= Action demandée =
Donnez la suite de l'entretien sur le dopage dans l'équipe Festina, en commençant juste après sa dernière réplique.

= Passage choisi =

───

C'est pour ça que l'UCI a réduit leur délai d'intervention par la suite. De toutes manières, on avait avec nous une petite machine dotée d'une centrifugeuse pas plus grosse que deux paquets de cigarettes pour contrôler la veille le taux hématocrite. Ca vient d'Allemagne, je crois. Au début, on n'avait qu'une machine de ce genre, parce que ça coûte quand même 4000 balles, mais les gars faisaient la queue. Maintenant, presque tous les coureurs concernés ont la leur. Six des neuf coureurs Festina qui ont fait le Tour en ont une.

- On a également dit que vous vous approvisionniez en EPO et hormones de croissance chez un couple de pharmaciens voisins.
- On sait de qui ça vient. C'était une dénonciation calomnieuse. Ce couple, enfin elle surtout, parce que son mari ne fait que l'aider, a été entendu, placé en garde à vue, par les même personnes du SRPJ de Lille, puis relâché. En fait, chez eux, je prenais des produits de récupération, et puis des trucs comme des somnifères... Bon, des corticoïdes aussi, mais rien de méchant.
- On a également entendu que ce que vous tranportiez ce fameux 8 juillet n'était pas seulement à destination de l'équipe Festina...
- Si, si. Seulement l'équipe.
- Votre avocat, Me Jean-Louis BESSIS, clame qu'il a en sa possession les preuves que Richard Virenque et les autres se dopaient.
- Pas seulement lui. Le juge Keil a par devers lui le carnet de la saison 1998 où j'avais tout consigné. J'ai remis à mon avocat les autres carnets des années précédentes, qui ne m'ont pas été demandés par la police. Il y en a une quinzaine en tout.
- Votre avocat a parlé de dynamite.
- Cela risque de le devenir... En fait, ce sont les quatre derniers, relatifs aux quatre dernières saisons, qui sont les plus importants. Un examen graphologique les authentifierait aisément. Dedans, il y a tout sur tous.
- Et vous gardiez sur vous celui en cours, comme ça ?
- Il était dans ma malette.
- Et si vous l'aviez perdu, si quelqu'un était tombé dessus ?
- Disons que le language était codé. Par exemple, pour une dose d'EPO, j'écrivais un "X" surligné en rouge. Pour une dose d'hormone de croissance, un "Z" surligné en vert. Et puis, il y avait le "P"...
- Le "P" ?

───

= Enregistrements extraits =
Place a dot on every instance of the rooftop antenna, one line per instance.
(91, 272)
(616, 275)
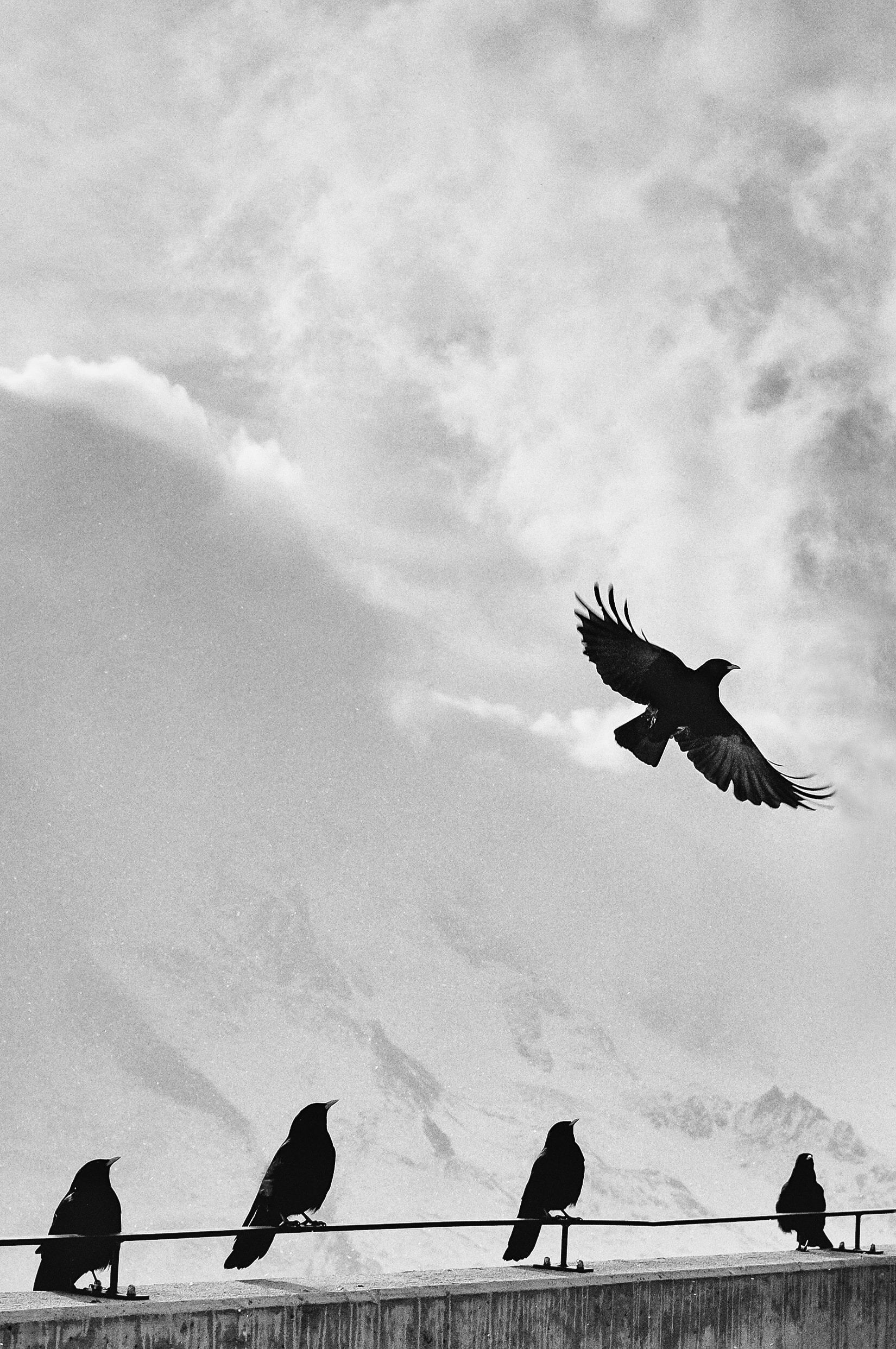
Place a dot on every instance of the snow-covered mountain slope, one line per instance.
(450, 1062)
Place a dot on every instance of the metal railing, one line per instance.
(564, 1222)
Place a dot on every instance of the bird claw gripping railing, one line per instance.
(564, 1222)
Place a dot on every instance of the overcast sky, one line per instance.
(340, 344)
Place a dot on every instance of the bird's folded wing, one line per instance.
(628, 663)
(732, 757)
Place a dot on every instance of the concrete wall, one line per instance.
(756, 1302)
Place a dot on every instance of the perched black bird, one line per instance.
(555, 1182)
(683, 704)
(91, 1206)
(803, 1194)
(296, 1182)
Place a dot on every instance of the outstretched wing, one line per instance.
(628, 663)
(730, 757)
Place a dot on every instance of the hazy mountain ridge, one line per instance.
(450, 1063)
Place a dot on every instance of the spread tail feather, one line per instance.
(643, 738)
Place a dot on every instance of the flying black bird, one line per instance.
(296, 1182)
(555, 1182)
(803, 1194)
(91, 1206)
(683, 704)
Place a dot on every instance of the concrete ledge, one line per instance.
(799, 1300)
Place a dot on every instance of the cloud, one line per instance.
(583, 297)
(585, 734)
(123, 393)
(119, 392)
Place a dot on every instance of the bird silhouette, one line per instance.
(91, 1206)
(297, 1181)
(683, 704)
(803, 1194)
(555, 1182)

───

= Réponse attendue =
- Euh... Ben... Oh ! et puis merde, je peux bien tout vous dire. Ce "P" correspondait à un nouveau produit. Il n'est pas consigné dans les carnets, car on utilisait ce subterfuge lors des conversations téléphoniques quand on évoquait ce truc au cas où on serait sur écoute. Ce produit est révolutionnaire. C'est Ryckaert qui le faisait utiliser. certains coureurs l'avaient déjà essayé en 1997 et avaient renouvelé leur demande cette année.
- Combien de coureurs ?
- Euh... Deux ou trois... Non, quatre.
- Et qu'a-t-il de révolutionnaire, ce produit ?
- De la famille des anabolisants, il favorise le développement de la masse musculaire de manière spectaculaire. C'est un comprimé qu'on faisait venir du Portugal. On le prend en cure. Après sept jours de prise, soit dix comprimés au total, il est indécelable. Tiens, il faudrait que j'en parle à mon avocat...
- Et où se trouvent vos autres carnets ?
- Franchement, je ne sais pas ce qu'en a fait Me Bessis. Je sais seulement qu'il les a disséminés un peu partout dans des lieux sûrs. Il y a aussi un truc qui m'étonne. Pourquoi l'avocat de Virenque, qui crie au parjure, ne demande pas que ces carnets soient saisis ? Hein, pourquoi ? je vais vous dire autre chose. Ces carnets ont fait l'objet d'une surenchère complètement dingue. Des médias, des maisons d'édition, françaises comme américaines, proposent des millions, oui, des millions de francs ! ça me dépasse. Je ne sais pas trop quoi en penser. Ils veulent même que je rédige mes mémoires. C'est fou...
- Vous êtes toujours sous contrôle judiciaire. En clair, qu'est-ce que cela signifie ?
- Que je ne peux pas sortir du territoire français. Que je dois demander une autorisation au juge Keil pour sortir de mon département. Que je dois pointer une fois par semaine à la gendarmerie de mon village.